__Detalles del problema__: Por favor, continúa el texto sobre la Navidad en Rumanía que viene a continuación, a partir de su última oración.

__Texto proporcionado__:
============================================================
Navidad en Rumanía

Hace muchos, pero no tantos años, solíamos sacrificar el cerdo en nuestro patio. „Hemos matado”, anunciaba en voz baja la abuela, como si se trataba de un mántra sagrada. Por supuesto, el asunto no era un trabajo simple, pero aún así, trágico y brutal, nos garantizaba fiestas felices en un mundo apretado por la escasez del sórdido comunismo. Matar a la pobre criatura era nuestra única manera de sobrevivir a las fiestas con dignidad, rodeados de salchichas, brochetas, tocino, jamón, manteca y mucho más.

La especialidad de nuestra familia era el „estómago agrio”, en rumano „moagăna”, una especie de tambor morado, de gran tamaño, relleno de carne adobada, tocino y especias, cocida durante muchas horas en una olla grande, con repollo escabechado. Su receta la conocían solamente los del pueblo de mi abuela y se conservaba y transmitía de boca a boca, por generaciones.

Nadie de la familia olvidará la catástrofe del año cuando un tío segundo se permitió improvisar un poco, incluyendo el ajo entre los ingredientes. ¡Fue un desastre! De todos modos, ese tío no era el preferido de muchos.

El jugoso y rico „estomago agrio” puede crear adicción. Recuerdo cómo empezaba a gritar el hijo de nuestros vecinos, uno que se había ido a vivir en la ciudad, desde el primer momento en el cual pisaba la tierra de nuestro pueblo. Clamaba sin cesar: «¡Mamá, apurate que vengo! ¡Tengo hambre, quiero moagăna!. ¿Está caliente ya? ¡Mamá, mamá, dámela!»

Pregunté en todas partes, pero en ningún otro lugar he encontrado este tipo de comida. Solo últimamente dí por casualidad con su origen: se trata de una comida conocida solamente en un área restringido del sur de Alemania. Quizás, los alemanes que se establecieron en Rumanía hace más de 800 años nos han traído y dejado esta receta. El Saumagen alemán – la palabra Magen significando estómago y Sau la cerda hembra –  fue la comida preferida del Canciller Helmut Kohl. A petición de ese corpulento político se sirvió en muchas mesas oficiales, pero, por ser un plato no muy elegante, siempre hubo discusiones acerca de esta extraña manía de Kohl.  ¿No me sorprende que el apellido de ese político carismático se traduce en no mas y no menos que… col (en alemán Kohl)?
============================================================
__Entradas proporcionadas__:
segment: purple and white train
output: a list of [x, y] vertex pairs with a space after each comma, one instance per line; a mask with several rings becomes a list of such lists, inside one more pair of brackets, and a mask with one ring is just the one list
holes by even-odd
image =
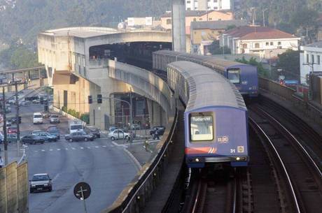
[[246, 166], [248, 114], [236, 87], [213, 70], [190, 61], [167, 66], [169, 86], [186, 105], [186, 161], [190, 168]]
[[256, 97], [258, 95], [257, 67], [218, 59], [170, 50], [159, 50], [153, 54], [153, 68], [167, 71], [167, 65], [178, 61], [188, 61], [209, 67], [228, 79], [243, 96]]

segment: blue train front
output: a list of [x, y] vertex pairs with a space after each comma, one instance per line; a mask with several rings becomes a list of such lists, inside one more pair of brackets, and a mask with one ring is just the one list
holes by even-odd
[[185, 112], [186, 161], [188, 167], [248, 164], [246, 110], [212, 106]]

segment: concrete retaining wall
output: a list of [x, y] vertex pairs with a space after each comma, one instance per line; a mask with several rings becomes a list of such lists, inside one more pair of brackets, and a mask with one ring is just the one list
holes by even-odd
[[13, 162], [0, 169], [0, 212], [27, 213], [28, 168]]

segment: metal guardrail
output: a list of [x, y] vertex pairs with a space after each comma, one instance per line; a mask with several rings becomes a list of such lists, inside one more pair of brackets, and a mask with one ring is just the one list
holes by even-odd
============================================================
__Resultado__:
Pero volvemos a los años ochenta. La mayoría de nuestros vecinos de Rumanía criaba cerdos. No eran todos gordos como el nuestro. Mi chistoso abuelo, asomándose al muro que nos separaba de la casa de un vecino no tan adinerado, le gritaba alegre: „Oye tío, me parece que desde el momento en el que nos obligaron a juntarnos en la alabada cooperativa agrícola, el chillido de tu cerdo suena más voluptuoso que antes, no tiene más aquella voz aguda.” Era esa una sutil referencia a la situación después de la reforma agraria, que para nosotros había sido un negocio perjudicial, pero al vecino le había servido para alinearse con las otras familias, mejor situadas..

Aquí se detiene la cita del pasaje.